Please change every "boy's" in the lines below to "child's", then give all the lines again with nothing else altered.
────────────────
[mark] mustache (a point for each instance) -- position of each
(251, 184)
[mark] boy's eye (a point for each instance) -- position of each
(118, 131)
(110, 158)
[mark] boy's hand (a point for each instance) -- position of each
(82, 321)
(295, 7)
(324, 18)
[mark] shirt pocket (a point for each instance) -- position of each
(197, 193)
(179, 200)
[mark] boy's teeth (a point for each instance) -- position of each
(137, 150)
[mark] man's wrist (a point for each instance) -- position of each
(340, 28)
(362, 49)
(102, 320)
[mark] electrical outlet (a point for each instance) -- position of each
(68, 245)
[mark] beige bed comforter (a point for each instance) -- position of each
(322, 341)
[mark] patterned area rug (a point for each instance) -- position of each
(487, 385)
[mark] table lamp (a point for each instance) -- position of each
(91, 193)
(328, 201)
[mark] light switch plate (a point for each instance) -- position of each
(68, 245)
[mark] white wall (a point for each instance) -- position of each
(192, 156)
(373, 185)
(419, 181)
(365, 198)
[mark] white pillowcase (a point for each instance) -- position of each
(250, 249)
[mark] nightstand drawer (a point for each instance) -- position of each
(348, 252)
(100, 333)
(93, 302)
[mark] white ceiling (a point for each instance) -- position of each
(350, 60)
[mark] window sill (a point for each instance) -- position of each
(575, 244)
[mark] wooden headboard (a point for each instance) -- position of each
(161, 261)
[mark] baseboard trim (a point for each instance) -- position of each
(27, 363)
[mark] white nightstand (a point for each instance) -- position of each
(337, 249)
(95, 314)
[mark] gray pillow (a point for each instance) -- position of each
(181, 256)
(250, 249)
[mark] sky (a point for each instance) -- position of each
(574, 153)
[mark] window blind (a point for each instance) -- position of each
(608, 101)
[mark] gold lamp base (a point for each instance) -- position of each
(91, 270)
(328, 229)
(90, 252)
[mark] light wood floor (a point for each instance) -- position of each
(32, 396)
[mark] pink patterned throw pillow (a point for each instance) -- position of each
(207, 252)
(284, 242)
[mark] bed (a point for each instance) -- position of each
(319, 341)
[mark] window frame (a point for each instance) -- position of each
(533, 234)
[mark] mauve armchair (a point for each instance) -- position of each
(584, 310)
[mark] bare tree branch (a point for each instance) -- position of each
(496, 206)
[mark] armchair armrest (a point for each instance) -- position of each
────────────────
§ **Answer to the exercise**:
[mark] mustache (a point for each instance) -- position of each
(251, 184)
[mark] child's eye (a point for each instance) -- position of each
(118, 131)
(110, 158)
[mark] child's hand (a point for each instance) -- position of each
(82, 321)
(295, 7)
(324, 18)
[mark] shirt pocket (a point for each instance) -- position of each
(197, 193)
(179, 200)
[mark] child's teeth (a point for each instance) -- position of each
(137, 150)
[mark] man's wrist (a point for each instance) -- position of each
(340, 28)
(362, 49)
(102, 320)
[mark] electrical outlet (a point for each instance) -- position of each
(68, 245)
[mark] beige bed comforter (a point for each instance) -- position of each
(322, 341)
[mark] patterned area rug (a point for each instance) -- position of each
(487, 385)
[mark] table lamp (a point for each instance) -- position of each
(91, 193)
(328, 201)
[mark] light switch plate (a point for each instance) -- position of each
(68, 245)
[mark] white wall (a point for each instance) -- position of each
(192, 156)
(373, 185)
(419, 181)
(365, 198)
[mark] white pillowcase (a point for each instance) -- position of each
(250, 249)
[mark] nightstand drawer (a point for each instance) -- position of each
(348, 252)
(100, 333)
(93, 302)
[mark] white ceiling (a point for each instance) -- position of each
(350, 60)
[mark] window sill (a point for each instance) -- position of each
(575, 244)
[mark] wooden headboard (a point for each instance) -- position of each
(161, 261)
[mark] baseboard trim (a point for each instance) -- position of each
(27, 363)
[mark] white nightstand (a point for each instance) -- position of each
(337, 249)
(95, 314)
[mark] gray pillow (a point for each instance) -- position of each
(181, 256)
(250, 249)
[mark] sky (a point for each instance) -- position of each
(574, 153)
[mark] window blind (a point for each instance) -- position of each
(608, 101)
[mark] gold lamp base (a point for each instance) -- position of each
(91, 270)
(328, 229)
(90, 252)
[mark] light wood floor (a point for each instance) -- position of each
(32, 396)
[mark] pink patterned throw pillow (a point for each instance) -- position of each
(207, 252)
(284, 242)
[mark] bed (a point for each instance) -- position of each
(319, 341)
[mark] window frame (a point for each instance) -- position of each
(533, 234)
[mark] mauve armchair (a point for each instance) -- position of each
(584, 310)
[mark] bare tree branch (a point for each instance) -- position of each
(496, 206)
[mark] armchair armrest (a point for each instance) -- position of each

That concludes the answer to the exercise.